About the role
High-growth infrastructure company focused on delivering large-scale compute, data centre capacity, and power solutions for advanced machine learning workloads. Platforms support leading research and industry teams requiring high-performance computing at significant scale. Fast-paced environment with emphasis on ownership, execution speed, and quality. Culture centred on pragmatic problem-solving, cross-functional collaboration, and full lifecycle responsibility.
Apply below after reading through all the details and supporting information regarding this job opportunity.
Role Overview:
- Position operating across software, infrastructure, and operations to ensure reliability, scalability, and performance of a globally distributed compute platform.
- Close collaboration with networking, platform engineering, and physical infrastructure teams to design and operate systems supporting high-demand computational workloads.
- Hands-on engineering role requiring strong systems expertise, with responsibility for resolving complex production issues, improving system resilience, and enhancing platform observability.

(Stated problem 1):
Can you reproduce, word for word, the entries from their first line through the line containing "point(33, 127)", and nothing else?

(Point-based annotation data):
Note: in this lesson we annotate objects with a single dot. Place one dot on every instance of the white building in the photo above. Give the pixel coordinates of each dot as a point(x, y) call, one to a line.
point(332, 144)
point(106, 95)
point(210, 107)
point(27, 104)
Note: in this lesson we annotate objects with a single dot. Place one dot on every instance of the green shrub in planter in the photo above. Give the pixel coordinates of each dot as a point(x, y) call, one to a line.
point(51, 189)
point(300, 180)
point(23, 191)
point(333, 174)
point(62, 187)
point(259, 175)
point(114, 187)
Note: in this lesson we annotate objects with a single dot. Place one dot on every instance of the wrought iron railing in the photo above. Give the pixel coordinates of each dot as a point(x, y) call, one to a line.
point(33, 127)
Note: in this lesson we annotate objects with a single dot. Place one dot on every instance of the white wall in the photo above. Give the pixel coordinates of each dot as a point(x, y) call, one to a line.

(Stated problem 2):
In the job posting, why does the position operate across software, infrastructure, and operations?

(Response 1):
Note: in this lesson we annotate objects with a single dot. Place one dot on every instance of the white building in the photo above. Give the pixel coordinates of each dot as a point(x, y) call, one to a line.
point(332, 144)
point(106, 95)
point(210, 107)
point(27, 104)
Note: in this lesson we annotate objects with a single dot. Place one dot on every instance of the green shrub in planter in the photo above. Give the pixel coordinates of each dot as a point(x, y) call, one to a line.
point(51, 189)
point(300, 180)
point(23, 191)
point(333, 174)
point(62, 187)
point(259, 175)
point(114, 187)
Note: in this lesson we annotate objects with a single dot. Place one dot on every instance of the wrought iron railing in the photo above. Give the pixel coordinates of each dot as a point(x, y) call, one to a line.
point(33, 127)

(Response 2):
It spans those areas to ensure the reliability, scalability, and performance of a globally distributed compute platform.